● **About this task**
Only the lines from the line holding "negative clicks: (202, 93)" through the final line of the entries below are to be returned, exactly as they stand.

● **Material provided**
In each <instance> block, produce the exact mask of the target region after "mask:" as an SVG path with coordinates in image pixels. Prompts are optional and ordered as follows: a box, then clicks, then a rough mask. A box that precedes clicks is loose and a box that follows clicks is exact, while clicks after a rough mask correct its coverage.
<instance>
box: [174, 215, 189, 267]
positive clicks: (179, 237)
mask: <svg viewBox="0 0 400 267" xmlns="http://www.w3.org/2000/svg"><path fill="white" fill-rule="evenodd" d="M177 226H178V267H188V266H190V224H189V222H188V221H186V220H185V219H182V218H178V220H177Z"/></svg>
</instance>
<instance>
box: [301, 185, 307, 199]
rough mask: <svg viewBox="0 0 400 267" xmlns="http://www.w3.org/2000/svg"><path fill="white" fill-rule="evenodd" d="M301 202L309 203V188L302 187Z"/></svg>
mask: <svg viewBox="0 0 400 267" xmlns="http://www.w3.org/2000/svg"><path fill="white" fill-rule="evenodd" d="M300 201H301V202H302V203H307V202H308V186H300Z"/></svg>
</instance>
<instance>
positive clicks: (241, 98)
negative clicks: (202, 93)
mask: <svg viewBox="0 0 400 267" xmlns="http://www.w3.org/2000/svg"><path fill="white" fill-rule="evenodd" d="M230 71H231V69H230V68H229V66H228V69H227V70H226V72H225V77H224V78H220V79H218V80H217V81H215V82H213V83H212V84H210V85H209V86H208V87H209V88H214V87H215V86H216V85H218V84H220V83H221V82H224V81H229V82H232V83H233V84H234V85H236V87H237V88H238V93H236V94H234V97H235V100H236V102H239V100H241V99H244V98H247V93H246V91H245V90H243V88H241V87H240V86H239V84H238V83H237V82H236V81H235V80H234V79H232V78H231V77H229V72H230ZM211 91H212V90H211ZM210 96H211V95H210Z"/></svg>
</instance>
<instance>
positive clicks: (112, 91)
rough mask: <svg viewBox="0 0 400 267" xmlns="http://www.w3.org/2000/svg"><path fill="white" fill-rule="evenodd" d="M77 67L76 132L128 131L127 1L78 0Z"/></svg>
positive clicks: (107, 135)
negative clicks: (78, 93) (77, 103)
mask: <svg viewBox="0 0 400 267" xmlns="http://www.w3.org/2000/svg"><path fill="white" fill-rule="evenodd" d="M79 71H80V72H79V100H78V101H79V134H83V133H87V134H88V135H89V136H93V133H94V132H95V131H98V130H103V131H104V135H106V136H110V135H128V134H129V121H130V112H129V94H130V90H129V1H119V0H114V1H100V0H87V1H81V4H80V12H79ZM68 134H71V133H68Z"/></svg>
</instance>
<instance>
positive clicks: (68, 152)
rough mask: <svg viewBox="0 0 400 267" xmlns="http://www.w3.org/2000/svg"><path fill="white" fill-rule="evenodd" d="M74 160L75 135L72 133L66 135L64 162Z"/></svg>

● **Exercise answer**
negative clicks: (202, 93)
mask: <svg viewBox="0 0 400 267" xmlns="http://www.w3.org/2000/svg"><path fill="white" fill-rule="evenodd" d="M230 71H231V69H230V68H229V66H228V69H227V70H226V72H225V77H224V78H220V79H218V80H217V81H215V82H213V83H212V84H210V85H209V86H208V87H209V88H214V87H215V86H216V85H218V84H220V83H221V82H224V81H229V82H232V83H233V84H234V85H236V87H237V88H238V93H236V94H234V97H235V100H236V102H239V100H241V99H244V98H247V93H246V91H245V90H243V88H241V87H240V86H239V84H238V83H237V82H236V81H235V80H234V79H232V78H231V77H229V72H230ZM211 91H212V90H211ZM210 96H211V95H210Z"/></svg>
</instance>
<instance>
positive clicks: (112, 91)
rough mask: <svg viewBox="0 0 400 267" xmlns="http://www.w3.org/2000/svg"><path fill="white" fill-rule="evenodd" d="M77 67L76 132L128 131L127 1L78 0Z"/></svg>
positive clicks: (107, 135)
negative clicks: (78, 93) (77, 103)
mask: <svg viewBox="0 0 400 267" xmlns="http://www.w3.org/2000/svg"><path fill="white" fill-rule="evenodd" d="M79 71H80V72H79V100H78V101H79V134H83V133H87V134H88V135H89V136H93V133H94V132H95V131H98V130H103V131H104V135H106V136H110V135H128V134H129V121H130V112H129V94H130V90H129V1H119V0H114V1H100V0H87V1H81V4H80V12H79ZM68 134H71V133H68Z"/></svg>
</instance>
<instance>
positive clicks: (68, 152)
rough mask: <svg viewBox="0 0 400 267" xmlns="http://www.w3.org/2000/svg"><path fill="white" fill-rule="evenodd" d="M74 160L75 135L72 133L66 135L64 162Z"/></svg>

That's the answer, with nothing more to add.